(Excerpts from a point labeling dataset)

---+---

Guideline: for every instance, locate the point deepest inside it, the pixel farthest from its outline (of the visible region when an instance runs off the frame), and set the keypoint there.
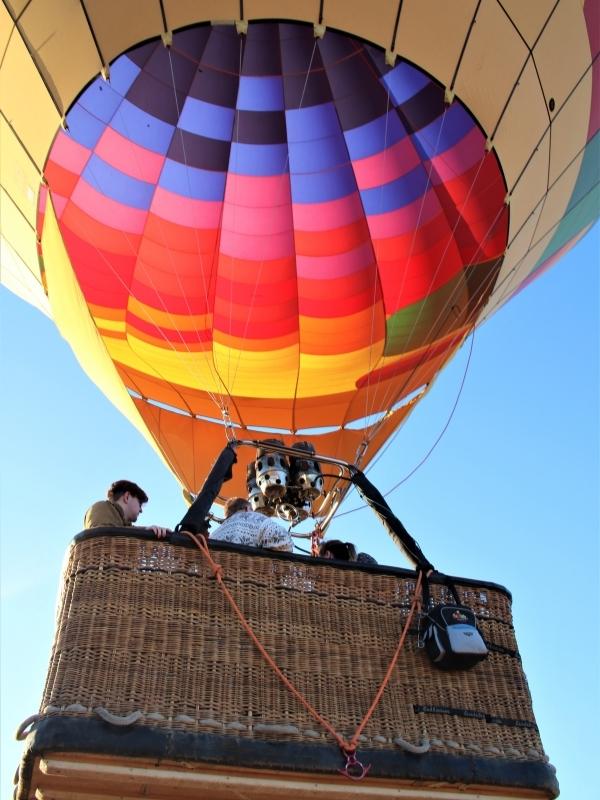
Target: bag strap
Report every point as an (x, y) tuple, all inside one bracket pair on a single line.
[(447, 582)]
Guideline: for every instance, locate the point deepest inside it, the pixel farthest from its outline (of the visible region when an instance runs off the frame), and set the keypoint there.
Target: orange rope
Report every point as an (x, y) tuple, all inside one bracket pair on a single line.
[(348, 747)]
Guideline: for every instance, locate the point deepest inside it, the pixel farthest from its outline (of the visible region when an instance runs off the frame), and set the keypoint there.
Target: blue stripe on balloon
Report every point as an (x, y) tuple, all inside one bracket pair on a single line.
[(314, 156), (199, 184), (207, 119), (84, 127), (444, 132), (303, 123), (375, 136), (320, 187), (260, 93), (115, 184), (258, 159), (395, 194), (142, 128), (404, 82)]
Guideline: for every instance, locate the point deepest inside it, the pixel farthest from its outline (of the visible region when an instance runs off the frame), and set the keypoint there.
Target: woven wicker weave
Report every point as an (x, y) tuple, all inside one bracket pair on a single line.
[(143, 626)]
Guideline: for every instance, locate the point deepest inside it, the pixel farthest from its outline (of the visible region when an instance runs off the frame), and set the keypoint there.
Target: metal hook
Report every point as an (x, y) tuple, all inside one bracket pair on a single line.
[(354, 769)]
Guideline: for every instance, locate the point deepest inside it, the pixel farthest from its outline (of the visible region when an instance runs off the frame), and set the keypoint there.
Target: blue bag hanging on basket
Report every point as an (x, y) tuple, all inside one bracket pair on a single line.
[(451, 638)]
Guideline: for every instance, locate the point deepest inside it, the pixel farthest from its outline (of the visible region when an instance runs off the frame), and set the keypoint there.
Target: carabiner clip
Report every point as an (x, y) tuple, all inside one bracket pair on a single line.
[(354, 769)]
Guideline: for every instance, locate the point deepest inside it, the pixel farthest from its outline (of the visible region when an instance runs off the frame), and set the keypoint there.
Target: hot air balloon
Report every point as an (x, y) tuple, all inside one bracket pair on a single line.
[(284, 227)]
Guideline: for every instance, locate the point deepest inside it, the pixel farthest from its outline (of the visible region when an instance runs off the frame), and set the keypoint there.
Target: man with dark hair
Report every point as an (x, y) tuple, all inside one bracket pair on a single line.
[(121, 509), (244, 526)]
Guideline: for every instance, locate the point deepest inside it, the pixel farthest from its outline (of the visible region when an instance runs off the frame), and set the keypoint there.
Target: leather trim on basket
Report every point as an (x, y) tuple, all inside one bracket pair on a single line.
[(60, 734)]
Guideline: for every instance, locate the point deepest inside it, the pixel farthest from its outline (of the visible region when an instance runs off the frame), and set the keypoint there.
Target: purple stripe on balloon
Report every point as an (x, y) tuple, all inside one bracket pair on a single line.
[(142, 128), (404, 82), (207, 119), (258, 159), (304, 123), (122, 75), (84, 128), (101, 100), (260, 93), (375, 136)]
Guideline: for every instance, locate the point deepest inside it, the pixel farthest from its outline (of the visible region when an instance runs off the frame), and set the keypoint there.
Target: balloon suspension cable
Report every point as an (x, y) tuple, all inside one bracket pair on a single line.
[(353, 768), (315, 540), (229, 431)]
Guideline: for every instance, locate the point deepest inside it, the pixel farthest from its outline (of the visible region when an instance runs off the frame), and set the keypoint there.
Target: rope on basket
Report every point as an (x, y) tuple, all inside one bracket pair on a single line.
[(353, 768)]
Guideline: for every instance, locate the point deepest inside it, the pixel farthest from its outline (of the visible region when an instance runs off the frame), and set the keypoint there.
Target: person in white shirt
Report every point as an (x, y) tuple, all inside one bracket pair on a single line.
[(244, 526)]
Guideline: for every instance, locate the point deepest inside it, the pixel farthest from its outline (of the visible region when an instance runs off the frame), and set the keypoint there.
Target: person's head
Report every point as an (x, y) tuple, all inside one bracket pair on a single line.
[(334, 548), (235, 504), (129, 496)]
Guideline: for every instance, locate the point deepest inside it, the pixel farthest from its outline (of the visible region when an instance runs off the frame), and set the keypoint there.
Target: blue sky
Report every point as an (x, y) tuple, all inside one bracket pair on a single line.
[(510, 493)]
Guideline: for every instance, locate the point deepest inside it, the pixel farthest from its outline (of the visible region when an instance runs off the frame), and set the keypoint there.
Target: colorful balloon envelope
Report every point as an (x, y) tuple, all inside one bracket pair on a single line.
[(272, 232)]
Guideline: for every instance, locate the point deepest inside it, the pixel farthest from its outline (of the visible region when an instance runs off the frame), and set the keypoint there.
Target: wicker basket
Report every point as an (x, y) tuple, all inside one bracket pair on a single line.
[(144, 633)]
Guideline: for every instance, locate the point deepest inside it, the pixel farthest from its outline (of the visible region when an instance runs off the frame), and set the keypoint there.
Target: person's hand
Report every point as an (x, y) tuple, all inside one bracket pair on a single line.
[(159, 532)]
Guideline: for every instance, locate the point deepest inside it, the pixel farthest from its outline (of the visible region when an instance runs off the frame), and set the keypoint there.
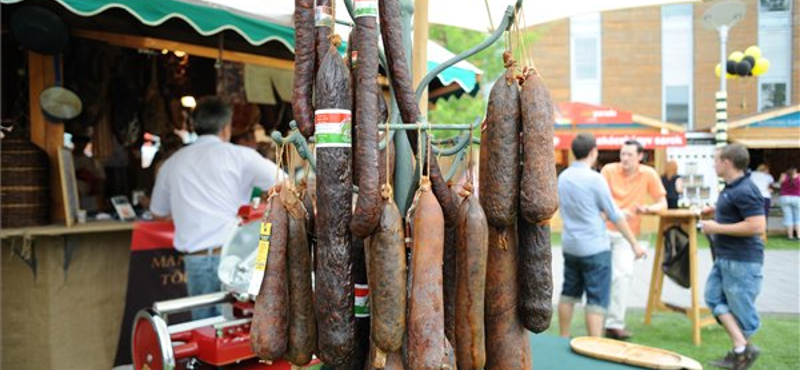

---+---

◆ TASK DIRECTIONS
Turn every line of the listing above into a numbered list, skipping blank lines. Leave the pictures out of your answer.

◆ COMPLETE RESPONSE
1. Guideline: for every instance, locate the point deepest inside it, the pixel farthest from its outline (of the visible region when an instance runs off the frame), and set the keypoint there.
2. Target: bag strap
3. Report every point as an (x, y) tuple, all inside one bracket pair on a single line.
4. [(447, 582)]
5. Guideline: for every instance, locate the point deepest inside it, the pixel farthest from its outline (of the visible region when an instance runs off the frame), and set the keypoint there.
6. Target: orange rope
7. Report every point as an (x, y) tuple, all inside one bracket pair on a single line.
8. [(348, 747)]
9. Guideline: for every instance, locate the point deepest inside it, the pixel farthest from its outline (of the visible region when an instance runs off the frame), and set the keypoint there.
10. Target: blue stripe on balloon
11. Report every point as an (x, y) tuple, all inside one bracket pair on a single line.
12. [(314, 156), (199, 184), (207, 119), (84, 127), (444, 132), (303, 123), (375, 136), (320, 187), (260, 93), (115, 184), (258, 159), (395, 194), (142, 128), (404, 82)]
13. Guideline: for every instance, locate the point deepest inside it, the pixel farthest from its outline (of the visible region when an instance runs off the frame), and set the keypoint there.
14. Target: woven wicker weave
15. Report every point as an (x, y) tuple, all inside one bracket pair on a single line.
16. [(143, 626)]
17. Guideline: for every instance, locate the point deepest inside it, the pixel farthest from its outline (of the visible region when an instance runs off the frame), and set the keypoint there.
18. Target: metal hook
19. Report every point as an (x, y) tuple, all inside one bracket pair on a single line.
20. [(354, 769)]
21. Guideline: for every instance, locate the point deepest inside it, the pixel farthest from its outline (of the visible region when an instance runs off the frame), and set the keypoint there.
22. Target: blue bag hanging on basket
23. Report every point as an (x, y) tuple, all inside one bracket pair on a single line.
24. [(451, 638)]
25. Guideline: for every instance, locate the point deepest inside it, the pixel farthest from its outline (of the visible region when an instance runs off the frame), and set the keypoint there.
26. Target: carabiner clip
27. Report every point as an (x, y) tuple, all inside one bracket pair on a single line.
28. [(354, 769)]
29. Guideline: for every instance, locate the point deepest inside it, the pixel farthest from its outline (of the visible region when an instance runs off the frame), and set the keypoint there.
30. Target: hot air balloon
31. Report every point as an (x, y) tuple, all inside one bracket pair on a single line.
32. [(284, 227)]
33. Guideline: for every instance, locate the point deepest inside it, the pixel farthest from its outline (of the visible region when an instance runs off the frame), and set the keypoint there.
34. Target: man with dark hair
35. Report every point as an (x, y) tuple, all inside one bracket pair on a single line.
36. [(121, 509), (244, 526)]
37. Guideline: for every instance, locate the point deepest inside it, the pixel farthest from its outline (of the visible region when an instance runs off the frame), and set the keypoint there.
38. Target: leather trim on basket
39. Report every point as an (x, y) tuple, all inside one bracket pair on a single line.
40. [(60, 734)]
41. Guideline: for every instance, locate the point deepest inside it, the pixel farthest from its outline (of the visible region when an instance runs off the frame), and set the keypoint there.
42. Target: purple stripe on balloon
43. Report every point as an (x, y) tuple, all inside one bracket pair on a single line.
44. [(142, 128), (404, 82), (207, 119), (258, 159), (304, 123), (122, 75), (84, 128), (101, 100), (260, 93), (375, 136)]
45. Guideline: for every instance, locate the point deepest inside it, the pixel farthest from its outline (of the visible region when an instance runs off the frame), and set the keypoint there.
46. Target: balloon suspension cable
47. Report every point as an (x, y) tuple, all inside one bracket pair on a single line.
48. [(353, 768), (315, 540), (229, 431)]
49. Guideline: for every instance, locate the point deepest inside it, the pixel farthest from its outline (of the visible region when an instance runs off the frame), and set the keypoint there.
50. Target: rope on basket
51. Report every point as an (x, y) tuple, all inside one bracket pair on a single line.
52. [(353, 768)]
53. Guideline: for every instance, locate the point deepest inside it, the pixel farthest from its outline (of the visible region when an instance runs off the frame), and set the keypoint there.
54. Target: person in white shirt
55. Report every point as an (x, y) tuple, all inside one bracket pair on a single line.
56. [(244, 526)]
57. Guideline: for every instance, locate the point deepest inside it, the pixel farthest from its outline (of the visible region when an instance runs off the frame), and set the keypoint there.
58. Target: person's head
59. Report every point as an (x, y) tuple, all inside one bracket pair on a single line.
60. [(334, 548), (235, 504), (129, 496)]
61. Guideline: for every instance, locate the point deepest inside it, the pixel farthest from its outline (of the visible region when an instance runs off the frame), and set the keypoint there.
62. Target: blue sky
63. Report every point as an (x, y) tuple, all inside one bracket pair on a single line.
64. [(510, 493)]
65. Guideline: for every instance, locate the point deepest inside it, the pixel farthest from its outline (of the visible region when an instance runs off the frame), and set the keypoint there.
66. Target: colorful balloon envelope
67. Report every point as an (x, y) tuple, all inside one bracket pair on a single line.
68. [(272, 232)]
69. Guideline: for every instance, locate the point deepest inside it, the pixel farthest from its outline (of the visible region when an instance runs off the frame), and set the keypoint there.
70. Target: wicker basket
71. Report every point as an (x, y) tuple, all inside one bracket pair on a single line.
72. [(144, 633)]
73. Guideline: for every instance, locate the point deepest inside it, the pixel farthest from its outline (of the visible region when an instance runs off the frame), and set the keypoint there.
74. Target: person's hand
75. Report every point as an (x, y) tuple, all inside one bracket pair on a single line.
76. [(159, 532)]
77. Guideline: for every instance, locate the point deepest inside it, the pixel farthest from its outline (of the visible region when an instance runs off the frame), and set the keypoint there.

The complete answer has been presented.